Given instruction -
Extract the text of each entry below exactly, leaving every image behind.
## START
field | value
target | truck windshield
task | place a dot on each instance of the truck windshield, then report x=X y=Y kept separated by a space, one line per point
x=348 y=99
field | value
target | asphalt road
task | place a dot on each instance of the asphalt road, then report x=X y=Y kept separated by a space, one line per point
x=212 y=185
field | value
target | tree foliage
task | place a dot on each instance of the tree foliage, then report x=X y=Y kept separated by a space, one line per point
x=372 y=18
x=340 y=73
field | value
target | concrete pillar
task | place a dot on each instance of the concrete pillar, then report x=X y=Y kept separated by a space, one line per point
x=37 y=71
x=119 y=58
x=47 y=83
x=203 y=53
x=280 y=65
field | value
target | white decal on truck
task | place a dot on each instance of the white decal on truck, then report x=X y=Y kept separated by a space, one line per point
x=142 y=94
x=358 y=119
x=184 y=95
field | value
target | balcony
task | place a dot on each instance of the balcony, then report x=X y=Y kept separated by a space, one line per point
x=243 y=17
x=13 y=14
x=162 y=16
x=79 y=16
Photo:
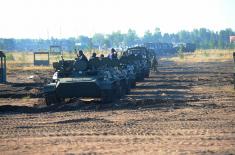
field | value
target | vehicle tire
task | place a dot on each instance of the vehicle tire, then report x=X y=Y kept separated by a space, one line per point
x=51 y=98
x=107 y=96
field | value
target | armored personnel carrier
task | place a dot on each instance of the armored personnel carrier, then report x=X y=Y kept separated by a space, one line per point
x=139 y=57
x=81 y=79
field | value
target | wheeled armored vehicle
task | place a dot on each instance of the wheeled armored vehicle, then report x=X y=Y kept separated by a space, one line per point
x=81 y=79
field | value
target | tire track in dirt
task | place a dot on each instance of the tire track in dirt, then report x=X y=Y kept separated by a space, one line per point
## END
Task output -
field | value
target | truck windshield
task | place a dot on each instance of the truck windshield, then report x=X y=Y kept separated by a space, one line per point
x=348 y=99
field | value
target | asphalt road
task | place a dot on each instance of the asphalt road, then report x=X y=Y kept separated by a space, one line per point
x=212 y=185
field | value
target | tree foliage
task | place a dot on each instance of the tree foliage, then report x=X y=Y kept separated by a space, one line per point
x=372 y=18
x=340 y=73
field | value
target | concrete pillar
task | place a dot on each instance of the concrete pillar, then report x=X y=Y kept separated by a space, one line per point
x=37 y=71
x=119 y=58
x=47 y=83
x=203 y=53
x=280 y=65
field | value
target | white decal on truck
task | place a dot on each instance of the white decal on truck, then report x=X y=Y kept separated by a space, one line per point
x=142 y=94
x=358 y=119
x=184 y=95
field | value
target | balcony
task | place a dot on each instance of the balcony, then report x=X y=Y kept separated by a space, one line per point
x=243 y=17
x=13 y=14
x=162 y=16
x=79 y=16
Photo:
field | value
target | vehicle tire
task | place a dot on each instance of the vehicle tire, then report x=X y=Y kept separated by a space, one line per point
x=51 y=98
x=107 y=96
field | value
target | armored personnel carrier
task | place a dot on each instance of the armored personnel carrier, then report x=X y=Y kept separated by a space, one line per point
x=139 y=57
x=81 y=79
field | value
target | wheeled armored vehicle
task | place a dot on each instance of the wheeled armored vehicle, then report x=X y=Y kept separated by a space, one line per point
x=81 y=79
field | value
target | tire track in dirt
task | place a dot on each instance of the tire track in dirt, then report x=X y=Y kept separated by a space, one line per point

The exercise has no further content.